### Page excerpt
⟨

Over time I have received quite a few e-mails asking me how I stay fairly trim despite indulging in lazy cakes and muttabak (buttery phyllo dough and cheese) as seen in my videos. Well, the short answer is 80% of my diet is pretty healthy, but when I indulge, I practice portion control. Now healthy does not have to mean tasteless, and there are some pretty amazing products out there that allow you to eat some satisfying meals without doing a double duty on the booty. Take shiratake noodles. I have been cooking with them for over a couple of years now—and they are a fabulous invention! Shiratake noodles are made from tofu and yam flour, and they have been popular in Japan, the land of skinny people, for a very long time. They are only 40 calories for a whole package, have negligible carbs, are tender like noodles, and take on the flavor of any sauce or broth you put with them. Make sure you rinse and drain them before using them—sometimes they have a funky smell that is harmless and washes right off with water. They are so versatile, you can stir fry them with veggies and your favorite peanut sauce for some Asian flair, or you can try a Mediterranean version which I have created below. I love using marinara sauce with them, but here I have used the Laughing Cow Light herb wedges, which, at only 35 calories a piece, make a light and creamy sauce. This whole recipe, when divided by 2, is around 300 calories, high in filling protein and fiber, low in fat. Best of all, this dish is super filling—you won’t be reaching for cannolis after munching on this “pasta” dish.
1 package shiratake noodle1 cup mushrooms, sliced
1/3 cup finely chopped sun dried tomatoes (optional)
1 tbs olive oil
Handful of fresh spinach
1/3 cup chicken or vegetable broth
1 cup broccoli
1/3 cup chopped basil
1 cup precooked chicken, or shrimp, or tofu
4 wedges Laughing Cow light herb cheese
2 tbs parmesan cheese
Pepper to taste
Rinse shiratake noodles in water, strain, then set aside.
In a saucepan, sauté mushrooms and broccoli in olive oil until mushrooms are browned. Add spinach, dried tomatoes, and chicken broth and stir until spinach wilts. Stir in the wedges of cheese, basil, noodles and chicken until the cheese is melted and creamy. Top with parmesan cheese. Serves two.

⟩

### Problems to work on
[1] According to the shiratake noodle recipe, how many calories does a whole package of the noodles have?
[2] Using the shiratake noodle recipe, explain why the noodles should be rinsed and drained before use.
The lines after the shiratake noodle recipe aren't needed.

### Records shown
⟨

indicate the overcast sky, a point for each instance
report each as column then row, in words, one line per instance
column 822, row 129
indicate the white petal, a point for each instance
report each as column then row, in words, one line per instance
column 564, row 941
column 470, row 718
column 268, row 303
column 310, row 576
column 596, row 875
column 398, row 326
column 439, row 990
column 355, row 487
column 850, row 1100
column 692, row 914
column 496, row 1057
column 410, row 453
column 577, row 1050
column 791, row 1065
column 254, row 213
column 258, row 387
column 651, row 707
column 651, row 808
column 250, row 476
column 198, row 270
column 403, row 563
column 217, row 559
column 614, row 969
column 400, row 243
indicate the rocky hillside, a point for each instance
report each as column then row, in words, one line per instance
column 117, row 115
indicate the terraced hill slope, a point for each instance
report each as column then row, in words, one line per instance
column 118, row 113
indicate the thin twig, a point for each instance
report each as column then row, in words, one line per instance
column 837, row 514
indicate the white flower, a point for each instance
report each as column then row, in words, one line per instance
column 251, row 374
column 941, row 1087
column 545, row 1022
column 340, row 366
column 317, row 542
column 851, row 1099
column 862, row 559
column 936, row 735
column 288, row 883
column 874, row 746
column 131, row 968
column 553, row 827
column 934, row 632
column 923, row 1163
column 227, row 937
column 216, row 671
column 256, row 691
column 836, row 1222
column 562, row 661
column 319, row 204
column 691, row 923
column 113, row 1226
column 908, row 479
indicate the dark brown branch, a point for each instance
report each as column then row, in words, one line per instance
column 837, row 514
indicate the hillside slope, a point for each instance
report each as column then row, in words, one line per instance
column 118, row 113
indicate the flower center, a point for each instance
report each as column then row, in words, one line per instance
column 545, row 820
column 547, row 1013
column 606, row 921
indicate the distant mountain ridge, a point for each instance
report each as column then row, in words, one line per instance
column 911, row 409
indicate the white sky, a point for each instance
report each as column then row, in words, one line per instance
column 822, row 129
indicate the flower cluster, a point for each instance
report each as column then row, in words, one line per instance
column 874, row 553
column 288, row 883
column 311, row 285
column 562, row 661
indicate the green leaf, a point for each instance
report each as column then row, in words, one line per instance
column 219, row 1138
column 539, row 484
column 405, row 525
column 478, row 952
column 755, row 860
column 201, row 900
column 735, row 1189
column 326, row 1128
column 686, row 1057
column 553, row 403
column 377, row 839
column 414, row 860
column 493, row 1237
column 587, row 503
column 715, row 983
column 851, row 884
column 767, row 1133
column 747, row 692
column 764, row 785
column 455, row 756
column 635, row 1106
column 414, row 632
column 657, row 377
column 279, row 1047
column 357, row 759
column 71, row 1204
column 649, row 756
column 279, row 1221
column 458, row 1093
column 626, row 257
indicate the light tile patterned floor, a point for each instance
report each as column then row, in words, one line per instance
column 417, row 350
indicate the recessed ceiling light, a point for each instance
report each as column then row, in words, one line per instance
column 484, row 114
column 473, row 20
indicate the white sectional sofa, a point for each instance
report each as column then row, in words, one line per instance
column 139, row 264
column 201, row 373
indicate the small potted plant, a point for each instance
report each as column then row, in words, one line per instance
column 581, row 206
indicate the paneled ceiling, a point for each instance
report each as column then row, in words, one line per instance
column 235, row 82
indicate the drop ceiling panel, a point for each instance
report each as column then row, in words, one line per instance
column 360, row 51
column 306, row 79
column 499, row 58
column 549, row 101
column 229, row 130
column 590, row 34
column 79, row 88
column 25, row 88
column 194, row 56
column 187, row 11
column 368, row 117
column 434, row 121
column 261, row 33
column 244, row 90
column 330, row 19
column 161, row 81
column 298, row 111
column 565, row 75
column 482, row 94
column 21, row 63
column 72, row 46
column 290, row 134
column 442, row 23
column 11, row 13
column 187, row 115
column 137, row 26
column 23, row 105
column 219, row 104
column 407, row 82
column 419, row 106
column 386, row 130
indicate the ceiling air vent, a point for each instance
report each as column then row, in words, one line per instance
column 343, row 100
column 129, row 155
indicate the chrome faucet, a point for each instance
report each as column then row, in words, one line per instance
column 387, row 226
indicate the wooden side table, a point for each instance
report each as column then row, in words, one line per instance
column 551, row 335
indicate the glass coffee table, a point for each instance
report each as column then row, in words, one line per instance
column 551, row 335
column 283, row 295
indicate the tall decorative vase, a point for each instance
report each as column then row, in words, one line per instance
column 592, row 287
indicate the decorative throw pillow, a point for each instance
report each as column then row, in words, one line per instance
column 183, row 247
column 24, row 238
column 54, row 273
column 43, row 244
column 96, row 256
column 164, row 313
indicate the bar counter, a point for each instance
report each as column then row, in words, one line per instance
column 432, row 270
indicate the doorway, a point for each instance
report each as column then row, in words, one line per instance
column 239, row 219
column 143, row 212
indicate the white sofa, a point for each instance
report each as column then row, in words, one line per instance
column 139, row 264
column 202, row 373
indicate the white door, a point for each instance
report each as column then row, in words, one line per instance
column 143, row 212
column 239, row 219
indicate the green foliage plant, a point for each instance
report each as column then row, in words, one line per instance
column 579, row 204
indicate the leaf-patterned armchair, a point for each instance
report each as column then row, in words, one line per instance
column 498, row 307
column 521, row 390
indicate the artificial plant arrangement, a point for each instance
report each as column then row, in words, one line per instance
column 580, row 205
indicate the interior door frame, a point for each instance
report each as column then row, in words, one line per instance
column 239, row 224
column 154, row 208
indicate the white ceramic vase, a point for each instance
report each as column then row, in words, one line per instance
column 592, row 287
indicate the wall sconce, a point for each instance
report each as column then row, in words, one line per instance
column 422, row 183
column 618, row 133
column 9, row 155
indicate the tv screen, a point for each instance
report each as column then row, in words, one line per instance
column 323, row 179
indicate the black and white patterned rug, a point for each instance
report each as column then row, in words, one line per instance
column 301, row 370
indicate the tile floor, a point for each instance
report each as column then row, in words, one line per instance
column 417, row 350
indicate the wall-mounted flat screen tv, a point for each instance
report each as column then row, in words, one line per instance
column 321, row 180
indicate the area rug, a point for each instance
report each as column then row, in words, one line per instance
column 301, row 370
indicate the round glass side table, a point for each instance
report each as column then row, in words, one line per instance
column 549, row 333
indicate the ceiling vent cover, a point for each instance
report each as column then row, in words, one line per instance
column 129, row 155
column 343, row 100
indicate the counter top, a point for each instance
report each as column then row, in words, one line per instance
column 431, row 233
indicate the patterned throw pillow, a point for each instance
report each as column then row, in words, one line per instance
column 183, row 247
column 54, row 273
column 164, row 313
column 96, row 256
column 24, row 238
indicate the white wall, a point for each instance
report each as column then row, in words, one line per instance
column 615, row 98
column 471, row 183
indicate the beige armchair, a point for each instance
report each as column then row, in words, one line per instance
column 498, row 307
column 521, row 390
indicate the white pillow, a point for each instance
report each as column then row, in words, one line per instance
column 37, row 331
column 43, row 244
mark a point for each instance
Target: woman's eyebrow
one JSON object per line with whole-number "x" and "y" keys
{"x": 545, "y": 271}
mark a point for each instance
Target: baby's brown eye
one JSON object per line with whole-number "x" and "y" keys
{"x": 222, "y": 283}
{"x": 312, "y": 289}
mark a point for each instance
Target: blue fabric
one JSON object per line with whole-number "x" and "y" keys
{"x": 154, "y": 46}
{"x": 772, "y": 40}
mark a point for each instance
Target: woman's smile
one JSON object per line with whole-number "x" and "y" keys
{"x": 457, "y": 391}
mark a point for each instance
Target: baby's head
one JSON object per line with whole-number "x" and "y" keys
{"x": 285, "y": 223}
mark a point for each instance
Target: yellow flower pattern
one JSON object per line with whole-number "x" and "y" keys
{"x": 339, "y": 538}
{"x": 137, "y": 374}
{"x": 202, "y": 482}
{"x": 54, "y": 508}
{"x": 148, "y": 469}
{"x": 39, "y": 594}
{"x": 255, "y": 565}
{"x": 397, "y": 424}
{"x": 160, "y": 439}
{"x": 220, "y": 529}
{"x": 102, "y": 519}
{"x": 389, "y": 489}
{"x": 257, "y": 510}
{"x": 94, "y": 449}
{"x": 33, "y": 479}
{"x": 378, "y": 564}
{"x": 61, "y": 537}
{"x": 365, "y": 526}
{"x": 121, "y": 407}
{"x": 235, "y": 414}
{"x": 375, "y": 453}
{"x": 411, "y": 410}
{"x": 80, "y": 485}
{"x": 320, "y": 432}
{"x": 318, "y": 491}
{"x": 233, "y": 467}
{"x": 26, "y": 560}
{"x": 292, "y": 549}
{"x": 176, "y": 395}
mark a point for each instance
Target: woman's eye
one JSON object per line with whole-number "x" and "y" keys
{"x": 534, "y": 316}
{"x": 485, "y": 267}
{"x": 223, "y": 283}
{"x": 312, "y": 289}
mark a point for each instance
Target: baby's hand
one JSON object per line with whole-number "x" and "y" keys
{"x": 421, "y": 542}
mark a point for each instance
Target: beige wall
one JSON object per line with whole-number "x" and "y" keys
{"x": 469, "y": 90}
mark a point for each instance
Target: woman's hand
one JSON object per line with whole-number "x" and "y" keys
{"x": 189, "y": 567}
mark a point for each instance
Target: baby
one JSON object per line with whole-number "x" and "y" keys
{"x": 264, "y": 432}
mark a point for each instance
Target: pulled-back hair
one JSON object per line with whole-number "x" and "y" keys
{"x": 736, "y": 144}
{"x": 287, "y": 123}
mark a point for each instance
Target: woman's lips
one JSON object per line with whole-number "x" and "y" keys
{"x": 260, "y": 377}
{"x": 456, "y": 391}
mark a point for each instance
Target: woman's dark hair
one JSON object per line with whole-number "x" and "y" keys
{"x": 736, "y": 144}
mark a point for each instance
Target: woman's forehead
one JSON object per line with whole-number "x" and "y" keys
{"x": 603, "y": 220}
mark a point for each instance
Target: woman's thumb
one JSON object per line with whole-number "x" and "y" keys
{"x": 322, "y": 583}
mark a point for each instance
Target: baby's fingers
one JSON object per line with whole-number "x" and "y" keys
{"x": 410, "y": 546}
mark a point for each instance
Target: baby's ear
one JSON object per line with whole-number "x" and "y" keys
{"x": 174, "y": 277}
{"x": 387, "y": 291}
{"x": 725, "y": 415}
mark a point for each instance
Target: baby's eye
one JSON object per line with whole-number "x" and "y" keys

⟩

### Results in order
[1] 40 calories.

[2] The noodles sometimes have a funky smell. It is harmless and washes right off with water, so rinsing and draining removes it.